Exactly and only the lines from the one with "pixel 22 217" through the end of the listing are to be transcribed, both ends included.

*ENTRIES PROVIDED*:
☆ ☆ ☆ ☆
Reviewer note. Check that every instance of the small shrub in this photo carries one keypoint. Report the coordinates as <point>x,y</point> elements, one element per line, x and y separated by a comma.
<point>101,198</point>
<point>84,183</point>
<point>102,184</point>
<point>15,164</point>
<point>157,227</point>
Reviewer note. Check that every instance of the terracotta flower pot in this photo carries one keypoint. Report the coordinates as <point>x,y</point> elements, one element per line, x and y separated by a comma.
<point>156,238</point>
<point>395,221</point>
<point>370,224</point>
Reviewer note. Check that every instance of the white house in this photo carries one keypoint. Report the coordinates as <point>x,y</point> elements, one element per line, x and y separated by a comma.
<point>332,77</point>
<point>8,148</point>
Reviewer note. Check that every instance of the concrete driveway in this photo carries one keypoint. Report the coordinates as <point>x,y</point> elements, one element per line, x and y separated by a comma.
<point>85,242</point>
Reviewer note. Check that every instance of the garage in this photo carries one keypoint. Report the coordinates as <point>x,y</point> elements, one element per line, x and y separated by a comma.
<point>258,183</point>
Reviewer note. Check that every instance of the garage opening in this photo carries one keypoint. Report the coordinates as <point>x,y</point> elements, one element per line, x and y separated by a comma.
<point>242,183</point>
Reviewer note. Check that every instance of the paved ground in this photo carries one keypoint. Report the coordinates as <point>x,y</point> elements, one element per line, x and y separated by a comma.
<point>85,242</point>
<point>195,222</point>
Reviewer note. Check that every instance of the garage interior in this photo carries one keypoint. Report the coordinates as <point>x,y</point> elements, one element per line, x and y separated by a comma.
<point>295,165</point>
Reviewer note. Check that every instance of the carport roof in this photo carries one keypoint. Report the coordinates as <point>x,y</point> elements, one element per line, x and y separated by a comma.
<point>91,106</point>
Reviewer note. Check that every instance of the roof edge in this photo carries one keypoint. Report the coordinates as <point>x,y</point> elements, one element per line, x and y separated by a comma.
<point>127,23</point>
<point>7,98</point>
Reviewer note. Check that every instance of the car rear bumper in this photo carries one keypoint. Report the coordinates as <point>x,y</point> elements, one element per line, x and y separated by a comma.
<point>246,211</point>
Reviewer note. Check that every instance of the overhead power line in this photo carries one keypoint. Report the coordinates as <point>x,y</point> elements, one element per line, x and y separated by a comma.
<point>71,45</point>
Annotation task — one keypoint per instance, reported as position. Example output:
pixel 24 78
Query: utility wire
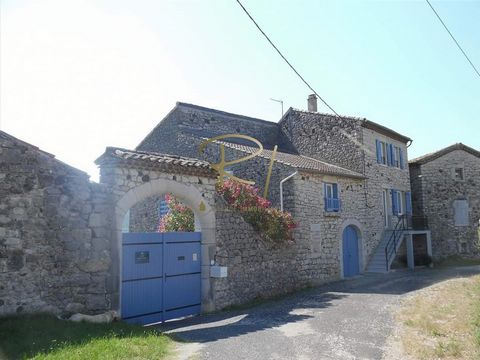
pixel 284 58
pixel 455 40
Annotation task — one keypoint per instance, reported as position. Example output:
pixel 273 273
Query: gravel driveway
pixel 350 319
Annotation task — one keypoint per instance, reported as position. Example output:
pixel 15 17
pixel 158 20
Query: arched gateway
pixel 160 276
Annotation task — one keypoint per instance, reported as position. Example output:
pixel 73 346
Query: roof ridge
pixel 246 147
pixel 222 112
pixel 439 153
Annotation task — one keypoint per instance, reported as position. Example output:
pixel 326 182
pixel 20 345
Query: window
pixel 460 208
pixel 458 174
pixel 381 152
pixel 389 154
pixel 401 202
pixel 332 201
pixel 397 156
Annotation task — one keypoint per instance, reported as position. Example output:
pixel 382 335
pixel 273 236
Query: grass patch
pixel 455 260
pixel 46 337
pixel 443 321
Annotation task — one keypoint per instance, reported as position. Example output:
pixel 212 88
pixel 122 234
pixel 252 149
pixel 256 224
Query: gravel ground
pixel 351 319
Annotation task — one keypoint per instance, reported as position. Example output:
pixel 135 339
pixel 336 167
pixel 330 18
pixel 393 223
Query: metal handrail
pixel 393 238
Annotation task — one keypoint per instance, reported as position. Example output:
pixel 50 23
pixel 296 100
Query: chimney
pixel 312 103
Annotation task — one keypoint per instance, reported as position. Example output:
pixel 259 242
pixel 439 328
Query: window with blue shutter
pixel 379 151
pixel 390 154
pixel 332 201
pixel 408 202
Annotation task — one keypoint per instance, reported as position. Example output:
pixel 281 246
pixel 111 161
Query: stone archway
pixel 204 223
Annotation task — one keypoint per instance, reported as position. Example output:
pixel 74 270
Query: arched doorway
pixel 351 263
pixel 166 267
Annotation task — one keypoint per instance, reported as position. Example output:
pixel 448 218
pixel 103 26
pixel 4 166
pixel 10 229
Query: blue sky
pixel 77 76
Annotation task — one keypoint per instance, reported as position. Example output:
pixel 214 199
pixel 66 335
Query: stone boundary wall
pixel 55 228
pixel 436 189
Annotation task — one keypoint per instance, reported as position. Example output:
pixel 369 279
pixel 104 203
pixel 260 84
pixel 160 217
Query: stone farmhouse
pixel 71 245
pixel 446 190
pixel 344 179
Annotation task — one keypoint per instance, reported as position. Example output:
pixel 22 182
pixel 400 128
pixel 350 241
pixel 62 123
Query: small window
pixel 459 174
pixel 332 201
pixel 400 202
pixel 397 157
pixel 460 208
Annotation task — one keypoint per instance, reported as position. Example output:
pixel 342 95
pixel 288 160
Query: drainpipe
pixel 281 188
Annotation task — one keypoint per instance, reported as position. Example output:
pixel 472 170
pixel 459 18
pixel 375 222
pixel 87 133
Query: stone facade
pixel 55 231
pixel 436 190
pixel 347 142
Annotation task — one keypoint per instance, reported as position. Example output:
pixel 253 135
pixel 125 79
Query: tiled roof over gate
pixel 143 159
pixel 299 162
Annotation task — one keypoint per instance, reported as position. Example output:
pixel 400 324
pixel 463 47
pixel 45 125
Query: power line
pixel 455 40
pixel 285 59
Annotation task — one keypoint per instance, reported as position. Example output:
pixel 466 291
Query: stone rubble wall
pixel 55 231
pixel 437 189
pixel 379 178
pixel 320 233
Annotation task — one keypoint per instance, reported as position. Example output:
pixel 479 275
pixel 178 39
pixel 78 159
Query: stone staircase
pixel 378 263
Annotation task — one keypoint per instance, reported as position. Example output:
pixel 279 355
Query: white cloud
pixel 76 78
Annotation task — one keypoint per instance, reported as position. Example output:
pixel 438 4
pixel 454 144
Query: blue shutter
pixel 394 203
pixel 379 152
pixel 336 200
pixel 408 202
pixel 389 155
pixel 325 199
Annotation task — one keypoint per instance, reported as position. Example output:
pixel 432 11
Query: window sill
pixel 332 213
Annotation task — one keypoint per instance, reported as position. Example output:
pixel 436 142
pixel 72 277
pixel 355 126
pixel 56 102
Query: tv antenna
pixel 279 101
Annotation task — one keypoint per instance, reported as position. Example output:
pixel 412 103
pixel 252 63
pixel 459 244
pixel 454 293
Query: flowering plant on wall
pixel 276 225
pixel 178 218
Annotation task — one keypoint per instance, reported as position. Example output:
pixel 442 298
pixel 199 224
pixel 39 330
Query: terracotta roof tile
pixel 298 161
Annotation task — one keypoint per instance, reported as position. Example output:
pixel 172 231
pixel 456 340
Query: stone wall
pixel 145 216
pixel 380 178
pixel 320 233
pixel 200 122
pixel 325 137
pixel 436 190
pixel 55 231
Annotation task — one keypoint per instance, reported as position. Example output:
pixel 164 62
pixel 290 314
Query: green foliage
pixel 178 218
pixel 46 337
pixel 274 224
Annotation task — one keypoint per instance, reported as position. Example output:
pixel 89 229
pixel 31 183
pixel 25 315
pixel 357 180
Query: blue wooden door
pixel 161 277
pixel 350 252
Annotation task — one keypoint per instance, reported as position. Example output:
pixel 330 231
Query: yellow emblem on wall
pixel 220 166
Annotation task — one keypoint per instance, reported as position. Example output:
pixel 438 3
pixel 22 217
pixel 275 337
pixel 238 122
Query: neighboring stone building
pixel 55 231
pixel 368 203
pixel 446 189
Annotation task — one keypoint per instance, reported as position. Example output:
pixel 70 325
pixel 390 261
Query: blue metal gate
pixel 350 252
pixel 161 276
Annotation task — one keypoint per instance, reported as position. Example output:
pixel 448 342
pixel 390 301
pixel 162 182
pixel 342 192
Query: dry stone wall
pixel 436 190
pixel 55 231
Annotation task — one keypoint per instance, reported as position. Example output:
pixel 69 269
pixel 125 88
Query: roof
pixel 299 162
pixel 362 121
pixel 223 113
pixel 155 160
pixel 435 155
pixel 8 137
☆ ☆ ☆ ☆
*THE COMPLETED TASK*:
pixel 22 217
pixel 275 337
pixel 238 122
Query: neighboring stone building
pixel 55 231
pixel 368 203
pixel 446 189
Annotation task — one keypoint per instance, reported as position. Example output:
pixel 70 325
pixel 390 261
Query: blue metal gate
pixel 350 252
pixel 161 276
Annotation task — one keypoint per instance, reported as position. Example output:
pixel 448 342
pixel 390 301
pixel 162 182
pixel 342 192
Query: dry stone wall
pixel 436 190
pixel 55 231
Annotation task — one keypoint per instance, reported as position. Example output:
pixel 69 269
pixel 125 88
Query: roof
pixel 299 162
pixel 362 121
pixel 223 113
pixel 155 160
pixel 435 155
pixel 8 137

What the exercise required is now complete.